▶ [Task goal] Find every line in the items below that contains the string "bottle" and copy each of those lines.
------ Task inputs ------
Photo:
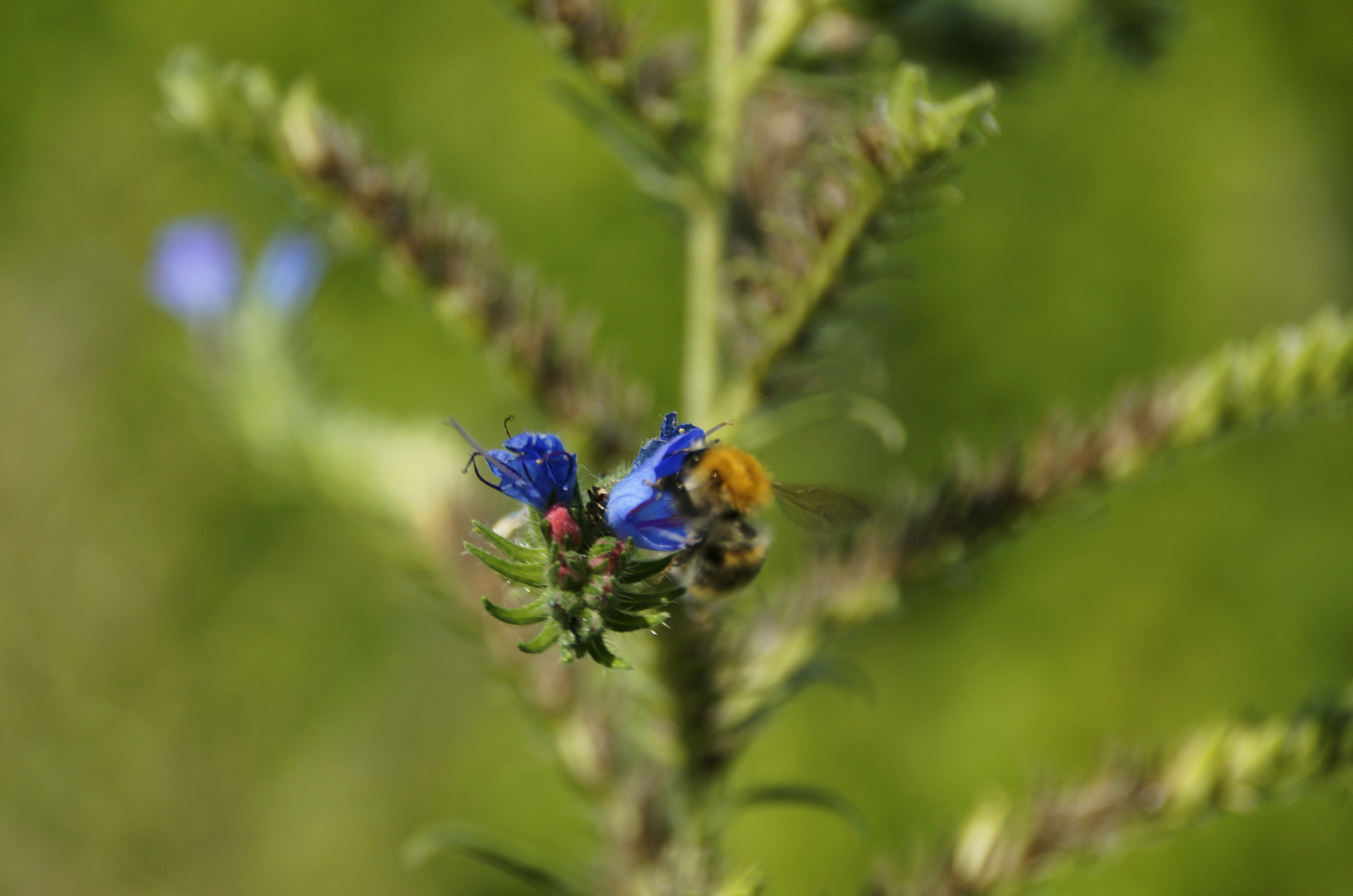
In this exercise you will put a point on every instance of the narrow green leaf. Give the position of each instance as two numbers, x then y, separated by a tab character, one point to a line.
547	636
643	600
425	846
601	653
810	796
510	548
510	570
640	570
619	621
535	612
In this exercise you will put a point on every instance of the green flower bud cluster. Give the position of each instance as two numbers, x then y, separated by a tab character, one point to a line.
577	580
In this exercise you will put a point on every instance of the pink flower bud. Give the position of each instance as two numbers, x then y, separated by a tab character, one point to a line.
563	528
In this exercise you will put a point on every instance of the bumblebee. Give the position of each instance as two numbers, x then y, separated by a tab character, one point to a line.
716	489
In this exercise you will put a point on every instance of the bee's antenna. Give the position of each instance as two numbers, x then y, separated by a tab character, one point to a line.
502	470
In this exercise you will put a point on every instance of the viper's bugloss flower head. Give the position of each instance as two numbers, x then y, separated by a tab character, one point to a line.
531	467
195	268
289	270
636	508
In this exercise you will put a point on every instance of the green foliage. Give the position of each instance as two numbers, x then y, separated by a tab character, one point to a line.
203	675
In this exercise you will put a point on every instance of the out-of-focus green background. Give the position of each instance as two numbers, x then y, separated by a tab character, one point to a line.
214	685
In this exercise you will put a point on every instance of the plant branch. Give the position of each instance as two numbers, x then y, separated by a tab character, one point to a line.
1243	385
907	137
452	253
1224	767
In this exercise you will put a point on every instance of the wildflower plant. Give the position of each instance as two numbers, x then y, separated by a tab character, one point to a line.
791	141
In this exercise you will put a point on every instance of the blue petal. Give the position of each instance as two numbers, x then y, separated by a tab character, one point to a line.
536	470
636	509
195	268
290	270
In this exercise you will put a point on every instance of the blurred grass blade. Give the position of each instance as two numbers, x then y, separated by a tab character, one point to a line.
510	548
520	572
535	612
767	426
422	848
641	570
810	796
651	168
547	636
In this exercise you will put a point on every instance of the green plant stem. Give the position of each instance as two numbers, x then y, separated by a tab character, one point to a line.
1224	767
705	231
688	662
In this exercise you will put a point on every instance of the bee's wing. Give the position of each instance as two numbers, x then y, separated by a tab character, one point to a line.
823	508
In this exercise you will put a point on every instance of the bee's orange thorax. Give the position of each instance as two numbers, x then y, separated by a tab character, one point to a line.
737	475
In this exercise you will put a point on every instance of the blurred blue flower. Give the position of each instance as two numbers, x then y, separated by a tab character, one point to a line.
195	268
532	469
636	508
290	270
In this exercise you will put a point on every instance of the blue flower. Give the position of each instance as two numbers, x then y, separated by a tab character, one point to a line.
195	268
636	508
532	469
290	270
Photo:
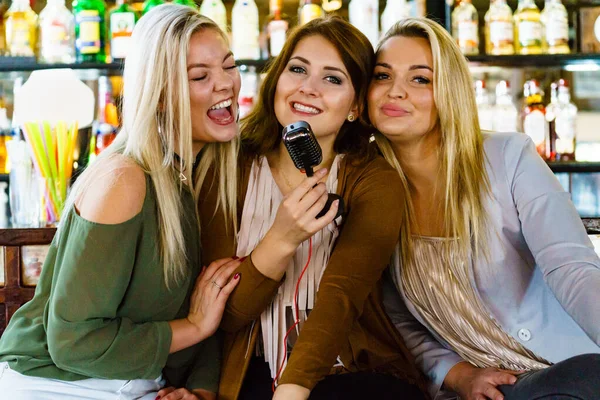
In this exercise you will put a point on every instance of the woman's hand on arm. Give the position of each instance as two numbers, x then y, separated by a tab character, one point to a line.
291	391
213	287
172	393
294	223
473	383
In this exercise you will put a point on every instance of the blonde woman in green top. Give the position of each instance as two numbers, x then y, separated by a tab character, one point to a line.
122	307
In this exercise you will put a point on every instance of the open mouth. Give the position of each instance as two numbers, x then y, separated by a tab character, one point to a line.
305	109
221	113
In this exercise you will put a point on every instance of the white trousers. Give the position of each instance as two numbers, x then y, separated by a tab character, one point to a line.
15	386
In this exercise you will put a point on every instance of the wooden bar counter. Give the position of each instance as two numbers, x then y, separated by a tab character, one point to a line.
22	253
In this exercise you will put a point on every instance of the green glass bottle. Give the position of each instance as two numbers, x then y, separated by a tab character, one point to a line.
190	3
90	30
150	4
122	18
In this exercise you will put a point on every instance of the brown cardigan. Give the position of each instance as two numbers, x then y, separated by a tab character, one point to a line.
348	318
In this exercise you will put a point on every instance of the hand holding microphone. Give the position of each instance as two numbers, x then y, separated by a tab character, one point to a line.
306	153
303	212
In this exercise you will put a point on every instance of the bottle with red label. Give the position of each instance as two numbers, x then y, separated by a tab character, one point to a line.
20	23
465	27
122	20
561	115
276	28
107	121
57	33
534	116
90	30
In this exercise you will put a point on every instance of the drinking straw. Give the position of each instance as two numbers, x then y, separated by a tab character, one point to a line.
63	146
73	132
34	139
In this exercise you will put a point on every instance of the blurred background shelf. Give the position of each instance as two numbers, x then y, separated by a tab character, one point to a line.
572	62
574	167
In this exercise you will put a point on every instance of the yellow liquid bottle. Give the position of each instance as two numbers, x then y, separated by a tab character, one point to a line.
21	29
499	29
528	28
465	27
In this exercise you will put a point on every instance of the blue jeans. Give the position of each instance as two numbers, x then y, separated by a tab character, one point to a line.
575	378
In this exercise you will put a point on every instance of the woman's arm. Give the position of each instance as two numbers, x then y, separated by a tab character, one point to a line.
431	356
263	270
555	234
361	254
92	275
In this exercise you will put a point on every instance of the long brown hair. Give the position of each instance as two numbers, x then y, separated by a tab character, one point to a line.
260	130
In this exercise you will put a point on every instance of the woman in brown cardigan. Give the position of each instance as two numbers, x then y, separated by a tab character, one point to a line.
347	347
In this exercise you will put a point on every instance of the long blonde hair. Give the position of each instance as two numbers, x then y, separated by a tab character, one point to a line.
157	123
461	149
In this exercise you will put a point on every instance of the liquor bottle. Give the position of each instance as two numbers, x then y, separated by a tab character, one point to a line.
248	90
57	33
485	111
107	122
90	30
20	23
189	3
309	10
122	20
245	30
394	11
3	8
506	114
465	27
561	115
276	28
534	116
5	134
528	28
150	4
499	29
215	10
556	28
364	15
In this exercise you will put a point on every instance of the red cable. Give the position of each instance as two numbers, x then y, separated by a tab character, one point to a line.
297	321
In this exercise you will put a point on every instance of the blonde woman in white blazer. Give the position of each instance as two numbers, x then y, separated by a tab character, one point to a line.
495	284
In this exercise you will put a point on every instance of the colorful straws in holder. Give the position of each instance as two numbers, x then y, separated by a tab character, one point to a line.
52	151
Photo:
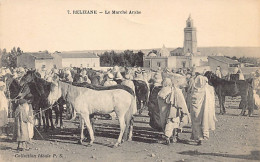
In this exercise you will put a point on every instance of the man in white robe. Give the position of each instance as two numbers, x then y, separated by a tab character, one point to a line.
202	109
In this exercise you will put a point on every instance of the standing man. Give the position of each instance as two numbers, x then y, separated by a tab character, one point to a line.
202	109
218	72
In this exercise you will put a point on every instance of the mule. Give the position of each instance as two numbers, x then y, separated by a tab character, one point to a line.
83	100
40	89
225	88
142	94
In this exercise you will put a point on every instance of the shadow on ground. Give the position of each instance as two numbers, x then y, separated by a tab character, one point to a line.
255	155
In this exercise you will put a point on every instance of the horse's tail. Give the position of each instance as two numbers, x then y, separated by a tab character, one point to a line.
129	119
131	111
74	114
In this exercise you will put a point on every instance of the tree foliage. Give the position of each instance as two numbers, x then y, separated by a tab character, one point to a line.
9	59
127	58
251	60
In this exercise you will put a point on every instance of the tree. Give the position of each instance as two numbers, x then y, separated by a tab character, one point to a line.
10	59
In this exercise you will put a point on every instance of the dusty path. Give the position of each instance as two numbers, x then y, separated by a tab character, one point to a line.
236	139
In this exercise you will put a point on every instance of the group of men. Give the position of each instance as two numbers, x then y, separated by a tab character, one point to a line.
176	105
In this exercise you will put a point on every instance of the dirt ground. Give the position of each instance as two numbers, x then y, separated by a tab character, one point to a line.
236	138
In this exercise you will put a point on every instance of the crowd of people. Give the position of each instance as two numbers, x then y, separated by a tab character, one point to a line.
178	102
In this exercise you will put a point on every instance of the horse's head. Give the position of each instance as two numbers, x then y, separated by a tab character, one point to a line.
28	77
211	76
55	92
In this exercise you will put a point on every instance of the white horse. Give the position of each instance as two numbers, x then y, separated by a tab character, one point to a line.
86	101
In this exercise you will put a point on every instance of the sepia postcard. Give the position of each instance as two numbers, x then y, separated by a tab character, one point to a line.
170	80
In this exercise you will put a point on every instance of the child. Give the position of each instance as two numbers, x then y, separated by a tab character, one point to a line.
21	124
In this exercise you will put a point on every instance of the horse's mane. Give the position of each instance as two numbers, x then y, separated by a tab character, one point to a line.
214	79
101	88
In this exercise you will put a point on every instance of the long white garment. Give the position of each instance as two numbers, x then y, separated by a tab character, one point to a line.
202	109
28	110
3	109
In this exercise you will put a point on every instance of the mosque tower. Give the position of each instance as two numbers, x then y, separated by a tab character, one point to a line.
190	38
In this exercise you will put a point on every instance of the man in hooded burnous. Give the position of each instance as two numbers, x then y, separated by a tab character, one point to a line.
174	113
202	109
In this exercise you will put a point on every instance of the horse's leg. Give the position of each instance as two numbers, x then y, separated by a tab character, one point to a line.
131	129
50	117
60	112
251	102
243	102
47	119
223	104
89	127
43	120
56	110
122	129
39	118
139	104
81	124
220	104
57	118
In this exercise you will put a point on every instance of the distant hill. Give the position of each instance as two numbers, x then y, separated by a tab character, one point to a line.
231	51
206	51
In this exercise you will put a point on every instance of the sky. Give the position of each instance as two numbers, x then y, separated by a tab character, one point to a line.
35	25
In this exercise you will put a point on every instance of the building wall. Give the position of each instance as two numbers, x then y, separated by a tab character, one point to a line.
76	62
57	60
190	40
214	64
183	61
172	62
48	63
146	63
26	60
158	62
199	61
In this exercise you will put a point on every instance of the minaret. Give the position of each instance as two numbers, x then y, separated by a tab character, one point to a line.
190	38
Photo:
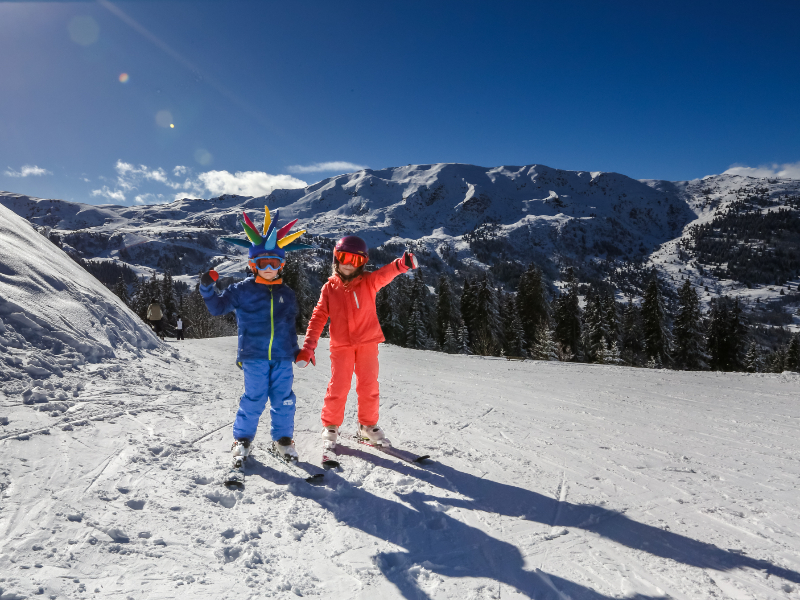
------
▶ [Full response]
In this exercise you will put a point on every instance of the green glass bottle. Give the position of each instance as two numbers, x then y, separated by a tab character, one point to a line.
In this exercise you will put a point on every instance of the bottle with red label. Give the position of each instance as two numbers, x then y, separated by a tab character, one point to a line.
In this exercise you will put a point on every instance of the yellow liquid bottle. Give the position of each instance as two numbers, x then y, separated by a tab character, one point to a line.
In this exercise you will put a point on every instance of the liquor bottle. Give the position of each instance as two numbers, x then y, separated by a tab character, one point to a line.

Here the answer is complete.